WHAT YOU HAVE TO DO: Give back only the part of the rows that opens with the line containing "Call locate_point to put a point on the white" and runs through the end of the rows, with every "locate_point" switched to "place_marker" and nothing else altered.

EXERCISE DATA:
■ ■ ■
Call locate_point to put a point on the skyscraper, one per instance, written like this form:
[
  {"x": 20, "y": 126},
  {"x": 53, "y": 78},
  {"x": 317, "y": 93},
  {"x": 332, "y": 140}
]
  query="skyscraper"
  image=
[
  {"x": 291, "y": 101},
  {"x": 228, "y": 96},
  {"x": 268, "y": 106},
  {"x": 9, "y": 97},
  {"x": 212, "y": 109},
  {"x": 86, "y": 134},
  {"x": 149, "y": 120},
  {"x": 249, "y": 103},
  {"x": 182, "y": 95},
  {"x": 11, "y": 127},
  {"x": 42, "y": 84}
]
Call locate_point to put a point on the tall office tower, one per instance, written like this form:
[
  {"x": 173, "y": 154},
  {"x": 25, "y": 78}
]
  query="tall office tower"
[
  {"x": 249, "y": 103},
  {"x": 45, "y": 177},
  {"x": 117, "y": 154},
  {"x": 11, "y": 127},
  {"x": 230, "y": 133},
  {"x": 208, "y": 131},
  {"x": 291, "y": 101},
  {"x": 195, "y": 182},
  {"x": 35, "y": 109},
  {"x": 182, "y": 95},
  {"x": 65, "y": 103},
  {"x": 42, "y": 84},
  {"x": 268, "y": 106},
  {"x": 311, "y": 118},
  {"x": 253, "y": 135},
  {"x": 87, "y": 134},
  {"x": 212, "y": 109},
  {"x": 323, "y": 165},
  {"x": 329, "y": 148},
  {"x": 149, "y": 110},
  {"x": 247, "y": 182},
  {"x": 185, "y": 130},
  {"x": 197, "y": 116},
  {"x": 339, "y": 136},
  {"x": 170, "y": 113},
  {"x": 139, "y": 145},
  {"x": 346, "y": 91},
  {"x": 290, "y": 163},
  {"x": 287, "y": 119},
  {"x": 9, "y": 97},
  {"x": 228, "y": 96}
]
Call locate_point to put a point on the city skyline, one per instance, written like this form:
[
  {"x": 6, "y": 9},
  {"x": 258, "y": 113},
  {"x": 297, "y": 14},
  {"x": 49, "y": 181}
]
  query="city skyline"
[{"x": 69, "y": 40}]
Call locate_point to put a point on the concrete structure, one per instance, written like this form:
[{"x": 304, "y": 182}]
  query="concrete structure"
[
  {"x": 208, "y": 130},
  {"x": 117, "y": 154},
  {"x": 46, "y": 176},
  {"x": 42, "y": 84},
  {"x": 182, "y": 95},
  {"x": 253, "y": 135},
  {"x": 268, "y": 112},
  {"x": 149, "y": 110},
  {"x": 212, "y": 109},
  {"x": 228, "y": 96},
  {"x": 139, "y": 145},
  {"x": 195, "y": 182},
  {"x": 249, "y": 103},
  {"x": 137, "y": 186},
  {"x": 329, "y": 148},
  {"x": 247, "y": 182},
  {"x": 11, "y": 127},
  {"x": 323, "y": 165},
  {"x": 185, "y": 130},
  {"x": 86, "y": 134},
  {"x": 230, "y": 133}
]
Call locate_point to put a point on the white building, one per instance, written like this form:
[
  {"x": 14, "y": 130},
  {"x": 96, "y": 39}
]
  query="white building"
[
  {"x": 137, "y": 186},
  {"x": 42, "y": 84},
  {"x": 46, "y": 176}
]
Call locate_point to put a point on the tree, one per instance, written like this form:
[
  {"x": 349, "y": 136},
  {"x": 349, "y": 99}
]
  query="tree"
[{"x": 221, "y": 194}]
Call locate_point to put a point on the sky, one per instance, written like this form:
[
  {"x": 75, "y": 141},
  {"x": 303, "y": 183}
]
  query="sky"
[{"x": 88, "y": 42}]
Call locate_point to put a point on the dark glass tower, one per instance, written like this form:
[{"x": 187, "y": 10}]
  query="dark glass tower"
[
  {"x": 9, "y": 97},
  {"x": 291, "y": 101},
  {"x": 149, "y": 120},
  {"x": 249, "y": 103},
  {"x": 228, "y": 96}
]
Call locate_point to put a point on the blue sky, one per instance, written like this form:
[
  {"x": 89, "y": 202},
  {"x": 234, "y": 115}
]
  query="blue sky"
■ ■ ■
ANSWER IN FULL:
Call place_marker to put a point on the white building, one per instance, written like this form:
[
  {"x": 14, "y": 130},
  {"x": 96, "y": 39}
]
  query="white building"
[
  {"x": 137, "y": 186},
  {"x": 42, "y": 84},
  {"x": 46, "y": 176}
]
Call place_marker to put a point on the tree, one per instance, written like this form:
[
  {"x": 349, "y": 136},
  {"x": 349, "y": 99}
]
  query="tree"
[{"x": 221, "y": 194}]
Call place_marker to put a point on the sky, one per instance, written like this form:
[
  {"x": 75, "y": 141},
  {"x": 303, "y": 183}
]
  query="sky"
[{"x": 88, "y": 42}]
Call place_marker to put a point on the dark glass tower, one per instance, written like this form:
[{"x": 187, "y": 10}]
  query="dark glass tower"
[
  {"x": 9, "y": 97},
  {"x": 291, "y": 101},
  {"x": 149, "y": 120},
  {"x": 249, "y": 103},
  {"x": 228, "y": 96}
]
Call place_marker to put a point on the blue sky, one per instance, written like this form:
[
  {"x": 89, "y": 202},
  {"x": 234, "y": 115}
]
  query="blue sky"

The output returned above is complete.